───── Task material

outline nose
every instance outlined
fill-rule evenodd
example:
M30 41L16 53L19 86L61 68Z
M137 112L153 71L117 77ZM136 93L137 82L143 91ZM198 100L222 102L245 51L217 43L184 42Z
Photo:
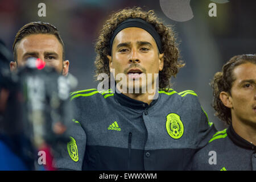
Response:
M133 49L131 51L130 57L129 58L130 63L138 63L139 59L138 57L138 52L135 49Z

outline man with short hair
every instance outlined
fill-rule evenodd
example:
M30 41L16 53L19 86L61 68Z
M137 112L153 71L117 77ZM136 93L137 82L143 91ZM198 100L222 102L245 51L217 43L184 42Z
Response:
M105 83L104 90L71 94L76 106L74 124L85 132L70 136L64 156L56 160L57 167L187 167L216 130L194 92L170 88L170 78L184 65L178 61L175 42L172 30L152 10L125 9L106 20L96 44L96 77Z
M16 34L13 49L14 61L10 63L12 71L33 57L39 58L64 76L68 73L69 62L65 60L63 42L57 29L50 23L39 22L25 24Z
M256 170L256 55L233 57L211 83L216 115L229 126L193 160L193 170Z

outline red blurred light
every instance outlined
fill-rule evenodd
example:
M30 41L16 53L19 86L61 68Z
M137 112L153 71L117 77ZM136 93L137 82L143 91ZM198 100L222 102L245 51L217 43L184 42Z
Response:
M38 69L42 69L46 66L46 62L42 60L39 58L38 58L36 60L36 68Z

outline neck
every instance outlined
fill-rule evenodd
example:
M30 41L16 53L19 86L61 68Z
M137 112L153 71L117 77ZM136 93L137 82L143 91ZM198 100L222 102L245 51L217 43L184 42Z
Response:
M236 133L245 140L256 145L256 125L250 124L232 119L232 126Z

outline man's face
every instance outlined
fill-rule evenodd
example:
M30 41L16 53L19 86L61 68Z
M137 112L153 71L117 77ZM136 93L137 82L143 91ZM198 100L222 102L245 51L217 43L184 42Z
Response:
M63 61L62 46L53 35L28 35L16 44L16 49L19 67L23 66L28 58L33 57L40 59L46 65L55 68L60 73L66 75L68 72L68 61ZM15 69L15 63L11 63L10 67L11 70Z
M256 64L245 63L234 69L231 88L232 122L256 124Z
M139 84L140 89L147 86L147 81L139 81L142 73L145 74L146 80L151 74L152 81L147 84L154 86L154 73L158 73L163 67L163 53L159 53L154 38L146 31L137 27L125 28L117 35L113 44L112 56L108 55L108 57L110 69L114 69L115 76L125 74L127 85Z

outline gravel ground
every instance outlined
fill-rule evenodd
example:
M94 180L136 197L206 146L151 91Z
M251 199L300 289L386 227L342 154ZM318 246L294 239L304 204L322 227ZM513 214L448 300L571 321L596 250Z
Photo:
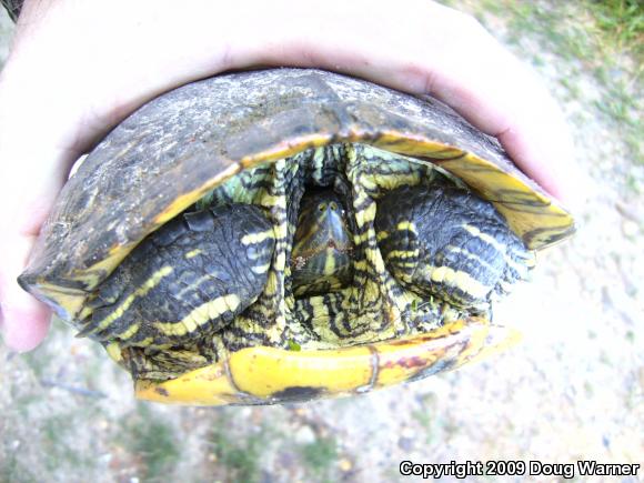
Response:
M517 40L507 12L464 8L549 84L591 178L577 235L543 253L533 282L497 306L499 320L523 331L521 345L354 399L171 407L134 402L102 350L58 323L33 353L0 346L0 481L402 481L402 460L644 463L642 153L602 109L611 85L587 59L536 34ZM2 18L0 56L10 36ZM618 79L628 62L608 74ZM642 87L630 97L630 115L641 117Z

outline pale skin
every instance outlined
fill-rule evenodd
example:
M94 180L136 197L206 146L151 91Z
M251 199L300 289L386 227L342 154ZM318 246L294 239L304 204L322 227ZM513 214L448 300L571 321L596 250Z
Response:
M164 91L260 66L431 93L554 197L580 197L566 125L543 85L471 17L429 0L27 0L0 74L0 328L10 349L47 334L49 309L16 279L79 155Z

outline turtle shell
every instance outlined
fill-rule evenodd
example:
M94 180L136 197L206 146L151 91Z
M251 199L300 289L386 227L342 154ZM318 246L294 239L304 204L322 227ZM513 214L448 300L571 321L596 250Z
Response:
M219 76L118 125L63 188L21 285L64 320L150 233L243 170L333 143L433 163L489 200L529 249L574 232L570 213L444 104L309 69ZM472 318L422 336L328 351L246 348L139 396L189 403L310 399L388 385L476 359L511 335ZM440 341L440 343L436 343ZM346 371L346 369L351 371Z

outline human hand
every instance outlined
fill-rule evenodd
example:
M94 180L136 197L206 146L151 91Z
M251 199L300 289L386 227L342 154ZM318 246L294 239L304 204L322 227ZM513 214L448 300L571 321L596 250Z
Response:
M0 325L10 348L30 350L47 333L49 309L16 279L73 161L147 100L263 66L431 93L495 135L552 194L576 197L566 127L544 88L472 18L429 0L393 9L373 0L27 0L0 74Z

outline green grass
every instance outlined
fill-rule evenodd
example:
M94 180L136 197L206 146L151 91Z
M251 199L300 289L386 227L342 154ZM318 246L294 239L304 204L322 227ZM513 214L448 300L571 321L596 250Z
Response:
M300 447L304 465L312 476L330 480L330 472L338 462L338 442L333 436L318 436L315 441Z
M223 427L212 430L210 442L219 464L227 470L231 481L256 482L260 479L262 453L270 444L271 431L262 427L258 434L239 440Z
M571 99L581 100L576 83L590 72L602 88L591 108L616 127L634 164L644 164L644 3L641 0L576 2L484 0L466 3L483 24L493 14L505 20L516 53L544 64L543 51L563 59L559 81ZM494 33L494 32L492 32ZM537 39L539 49L526 39Z
M173 426L160 420L149 406L140 404L128 417L120 440L123 446L142 462L144 481L171 479L181 452Z

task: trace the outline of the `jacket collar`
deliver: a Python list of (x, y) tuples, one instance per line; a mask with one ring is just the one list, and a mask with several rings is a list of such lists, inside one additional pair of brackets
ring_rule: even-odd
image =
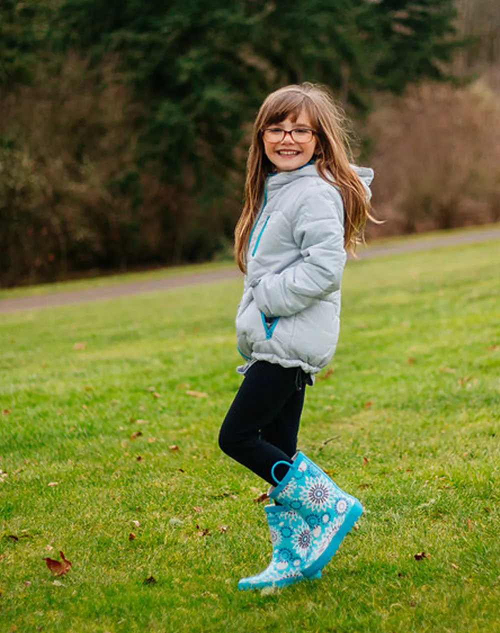
[(311, 176), (316, 178), (320, 177), (316, 169), (316, 165), (311, 163), (308, 163), (291, 172), (278, 172), (277, 173), (270, 174), (266, 180), (268, 195), (272, 196), (284, 185), (289, 184), (294, 180), (301, 178), (310, 178)]

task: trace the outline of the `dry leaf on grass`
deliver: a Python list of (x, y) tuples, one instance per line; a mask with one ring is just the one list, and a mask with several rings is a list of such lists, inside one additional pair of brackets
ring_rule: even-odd
[(65, 558), (64, 553), (61, 550), (59, 551), (59, 555), (63, 559), (62, 563), (60, 561), (54, 560), (53, 558), (49, 558), (48, 556), (42, 559), (54, 576), (63, 576), (67, 573), (72, 564), (71, 561)]
[(204, 391), (192, 391), (191, 389), (188, 389), (186, 391), (188, 396), (194, 396), (194, 398), (207, 398), (208, 394), (206, 394)]

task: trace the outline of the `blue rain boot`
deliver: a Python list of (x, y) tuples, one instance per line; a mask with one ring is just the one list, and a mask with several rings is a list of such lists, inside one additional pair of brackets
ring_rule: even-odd
[(295, 510), (309, 526), (313, 542), (302, 569), (304, 576), (314, 576), (330, 560), (344, 537), (363, 512), (355, 498), (344, 492), (330, 477), (299, 451), (282, 480), (269, 492), (271, 499)]
[[(265, 510), (273, 546), (271, 562), (260, 573), (242, 578), (239, 589), (285, 587), (306, 579), (302, 568), (311, 545), (311, 530), (300, 515), (289, 508), (271, 505)], [(309, 576), (319, 578), (321, 572)]]

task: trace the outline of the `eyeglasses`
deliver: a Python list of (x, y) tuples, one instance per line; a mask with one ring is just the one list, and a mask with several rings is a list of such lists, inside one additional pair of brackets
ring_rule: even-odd
[(310, 143), (316, 134), (314, 130), (307, 127), (297, 127), (294, 130), (283, 130), (280, 127), (267, 127), (262, 133), (265, 141), (269, 143), (280, 143), (285, 140), (287, 134), (290, 134), (292, 141), (296, 143)]

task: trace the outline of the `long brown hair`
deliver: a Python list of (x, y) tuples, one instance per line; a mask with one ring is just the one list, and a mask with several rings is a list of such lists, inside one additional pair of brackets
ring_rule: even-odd
[(338, 187), (344, 201), (347, 250), (354, 252), (356, 244), (363, 239), (367, 219), (373, 219), (365, 187), (349, 165), (349, 125), (328, 89), (308, 82), (280, 88), (268, 95), (259, 110), (248, 152), (244, 204), (234, 230), (235, 256), (244, 273), (246, 272), (248, 240), (262, 203), (264, 184), (273, 169), (264, 151), (263, 132), (289, 116), (296, 120), (303, 110), (309, 115), (316, 132), (315, 158), (318, 173)]

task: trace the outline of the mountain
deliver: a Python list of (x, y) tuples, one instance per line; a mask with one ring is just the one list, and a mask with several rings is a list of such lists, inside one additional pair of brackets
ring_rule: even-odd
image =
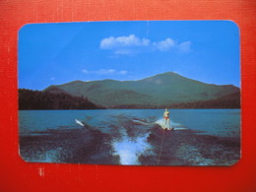
[(72, 96), (58, 89), (53, 93), (19, 89), (19, 110), (38, 109), (99, 109), (87, 98)]
[(44, 91), (87, 96), (94, 103), (110, 108), (145, 108), (217, 99), (239, 93), (240, 89), (232, 85), (205, 84), (167, 72), (138, 81), (75, 81), (50, 86)]

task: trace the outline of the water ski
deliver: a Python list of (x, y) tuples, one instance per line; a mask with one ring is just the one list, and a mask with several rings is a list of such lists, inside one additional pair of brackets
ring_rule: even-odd
[(84, 123), (82, 123), (80, 120), (76, 119), (75, 121), (76, 121), (77, 124), (83, 126), (83, 127), (85, 126)]

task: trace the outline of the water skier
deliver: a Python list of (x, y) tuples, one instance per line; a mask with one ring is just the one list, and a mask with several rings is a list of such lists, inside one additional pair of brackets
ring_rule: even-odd
[[(169, 111), (167, 108), (165, 108), (165, 111), (163, 112), (163, 121), (164, 121), (164, 129), (172, 130), (173, 128), (170, 128), (170, 122), (169, 122)], [(166, 126), (167, 124), (167, 126)]]

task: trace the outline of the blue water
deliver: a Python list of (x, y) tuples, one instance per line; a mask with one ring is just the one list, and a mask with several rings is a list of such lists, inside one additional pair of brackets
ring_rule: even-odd
[(27, 161), (149, 165), (160, 156), (164, 156), (160, 165), (228, 165), (239, 159), (239, 109), (172, 109), (174, 131), (163, 144), (158, 126), (162, 114), (162, 109), (19, 111), (21, 155)]

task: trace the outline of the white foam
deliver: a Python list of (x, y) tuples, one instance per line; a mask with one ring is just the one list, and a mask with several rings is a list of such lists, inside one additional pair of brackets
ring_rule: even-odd
[[(155, 123), (156, 123), (156, 124), (159, 124), (159, 125), (161, 126), (161, 127), (164, 126), (164, 120), (163, 120), (163, 118), (160, 118), (160, 119), (157, 120)], [(181, 126), (180, 123), (175, 123), (175, 122), (172, 121), (172, 120), (169, 121), (169, 124), (170, 124), (170, 127), (174, 127), (174, 128)]]
[(139, 156), (152, 148), (147, 142), (148, 136), (149, 133), (143, 137), (132, 139), (124, 135), (120, 140), (113, 141), (114, 155), (120, 157), (121, 164), (141, 164), (138, 160)]

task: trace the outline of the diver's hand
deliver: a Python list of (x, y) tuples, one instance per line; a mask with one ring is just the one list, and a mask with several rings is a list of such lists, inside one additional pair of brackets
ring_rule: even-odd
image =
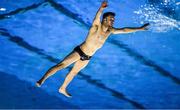
[(101, 4), (101, 8), (106, 8), (108, 6), (107, 1), (103, 1)]
[(148, 30), (149, 29), (149, 23), (144, 24), (143, 26), (140, 27), (141, 30)]

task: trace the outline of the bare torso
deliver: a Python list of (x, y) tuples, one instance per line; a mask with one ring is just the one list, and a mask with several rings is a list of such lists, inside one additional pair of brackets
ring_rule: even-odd
[(110, 29), (104, 32), (101, 25), (92, 26), (86, 40), (80, 45), (81, 50), (89, 56), (100, 49), (111, 34)]

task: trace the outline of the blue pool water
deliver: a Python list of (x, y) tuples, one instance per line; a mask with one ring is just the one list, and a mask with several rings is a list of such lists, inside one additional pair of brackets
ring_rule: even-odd
[(180, 1), (109, 0), (115, 27), (149, 22), (148, 31), (111, 35), (68, 86), (72, 66), (41, 88), (35, 82), (84, 41), (101, 0), (1, 0), (0, 108), (180, 109)]

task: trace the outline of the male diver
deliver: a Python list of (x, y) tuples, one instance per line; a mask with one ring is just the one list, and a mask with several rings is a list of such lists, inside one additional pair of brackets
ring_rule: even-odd
[(71, 97), (71, 95), (66, 91), (66, 87), (72, 81), (74, 76), (76, 76), (78, 72), (81, 71), (89, 63), (91, 57), (98, 49), (103, 46), (110, 34), (122, 34), (147, 30), (147, 26), (149, 25), (149, 23), (144, 24), (141, 27), (114, 28), (113, 24), (115, 20), (115, 13), (113, 12), (104, 13), (101, 21), (100, 17), (103, 10), (107, 6), (108, 4), (106, 1), (102, 2), (98, 12), (96, 13), (96, 16), (85, 41), (79, 46), (75, 47), (74, 50), (69, 55), (67, 55), (61, 62), (51, 67), (45, 73), (45, 75), (39, 81), (37, 81), (36, 85), (38, 87), (40, 87), (47, 78), (55, 74), (58, 70), (66, 68), (70, 64), (75, 63), (71, 71), (67, 74), (64, 83), (59, 88), (60, 93), (67, 97)]

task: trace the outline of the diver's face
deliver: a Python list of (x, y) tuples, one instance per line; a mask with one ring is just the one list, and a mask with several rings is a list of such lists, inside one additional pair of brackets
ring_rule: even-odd
[(105, 22), (106, 26), (112, 27), (114, 25), (114, 20), (115, 20), (114, 16), (110, 15), (104, 19), (104, 22)]

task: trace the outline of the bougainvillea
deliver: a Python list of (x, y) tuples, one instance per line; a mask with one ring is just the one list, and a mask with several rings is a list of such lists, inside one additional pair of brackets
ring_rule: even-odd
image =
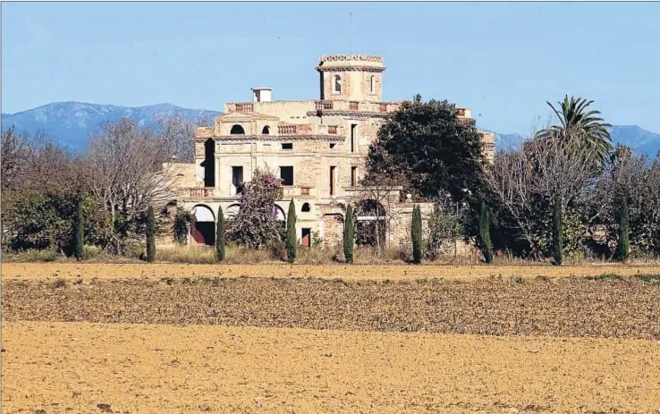
[(227, 220), (227, 240), (256, 249), (282, 242), (284, 222), (277, 219), (275, 206), (282, 196), (282, 180), (257, 169), (252, 181), (244, 186), (238, 214)]

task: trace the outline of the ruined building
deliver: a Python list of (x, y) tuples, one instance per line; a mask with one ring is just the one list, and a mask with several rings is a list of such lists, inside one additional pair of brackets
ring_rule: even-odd
[[(292, 199), (301, 243), (309, 246), (317, 235), (326, 245), (342, 241), (344, 206), (360, 196), (364, 159), (381, 123), (400, 102), (383, 101), (383, 72), (379, 56), (323, 56), (316, 67), (317, 99), (272, 100), (270, 88), (252, 89), (251, 102), (232, 102), (212, 127), (197, 130), (195, 165), (179, 165), (180, 205), (193, 211), (192, 244), (212, 244), (218, 207), (225, 217), (239, 209), (241, 185), (257, 168), (282, 178), (284, 195), (277, 216), (285, 220)], [(468, 108), (459, 116), (474, 122)], [(483, 133), (492, 156), (493, 135)], [(388, 203), (386, 237), (410, 233), (410, 199), (400, 202), (399, 190)], [(390, 199), (388, 199), (390, 200)], [(371, 214), (360, 221), (378, 218)]]

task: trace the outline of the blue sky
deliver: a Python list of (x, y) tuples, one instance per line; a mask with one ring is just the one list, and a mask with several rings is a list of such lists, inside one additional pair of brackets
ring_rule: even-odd
[(318, 57), (352, 51), (383, 56), (385, 99), (446, 98), (498, 132), (565, 93), (658, 132), (658, 21), (660, 3), (3, 3), (2, 111), (314, 99)]

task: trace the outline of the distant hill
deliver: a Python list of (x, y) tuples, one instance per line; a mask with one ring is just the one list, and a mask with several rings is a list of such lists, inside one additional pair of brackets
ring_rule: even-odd
[(128, 107), (81, 102), (54, 102), (16, 114), (3, 114), (2, 130), (5, 131), (14, 125), (16, 130), (30, 134), (43, 131), (65, 147), (75, 151), (84, 151), (89, 134), (98, 131), (101, 123), (106, 121), (117, 121), (123, 116), (128, 116), (140, 126), (155, 127), (158, 115), (173, 114), (195, 120), (202, 114), (213, 119), (219, 113), (182, 108), (171, 104)]
[[(4, 131), (13, 124), (17, 130), (30, 134), (44, 131), (67, 148), (82, 151), (85, 149), (89, 134), (98, 131), (105, 121), (116, 121), (125, 115), (135, 120), (140, 126), (154, 127), (157, 115), (172, 114), (195, 120), (202, 114), (212, 119), (220, 113), (182, 108), (171, 104), (128, 107), (80, 102), (55, 102), (29, 111), (3, 114), (2, 128)], [(520, 134), (498, 132), (495, 134), (498, 149), (518, 148), (522, 142)], [(646, 153), (655, 157), (660, 151), (660, 134), (643, 130), (637, 125), (614, 125), (610, 129), (610, 134), (614, 145), (626, 145), (635, 152)]]
[[(654, 158), (660, 151), (660, 134), (643, 130), (637, 125), (613, 125), (608, 128), (612, 143), (625, 145), (639, 154)], [(520, 134), (495, 133), (497, 149), (518, 148), (523, 140)]]

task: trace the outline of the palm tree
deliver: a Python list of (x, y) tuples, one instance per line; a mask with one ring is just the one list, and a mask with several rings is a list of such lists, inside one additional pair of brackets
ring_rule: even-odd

──────────

_Given instruction_: Rewrite the part of the records that opens with the line containing "outline turtle shell" and closes with the line containing "M0 325L10 348L30", swapping every "example" for "sample" and leaving everything else the same.

_Result_:
outline turtle shell
every instance outlined
fill-rule evenodd
sample:
M94 180L136 197L206 146L151 91Z
M251 199L300 289L386 227L342 154ZM318 246L294 239L304 204L322 227ZM513 214L448 300L571 321L596 250Z
Response:
M219 76L118 125L63 188L21 285L64 320L150 233L243 170L333 143L433 163L489 200L529 249L574 232L570 213L444 104L309 69ZM472 318L422 336L328 351L246 348L139 396L189 403L310 399L388 385L476 359L511 335ZM440 341L440 343L436 343ZM346 371L346 369L351 371Z

outline human hand
every instance outlined
fill-rule evenodd
sample:
M94 180L136 197L206 146L151 91Z
M251 199L300 289L386 227L342 154ZM318 246L294 239L304 204L322 227ZM513 214L448 300L571 321L596 250Z
Response:
M0 325L10 348L30 350L47 333L49 309L16 279L73 161L147 100L263 66L431 93L495 135L552 194L576 197L566 127L544 88L472 18L429 0L393 9L373 0L27 0L0 74Z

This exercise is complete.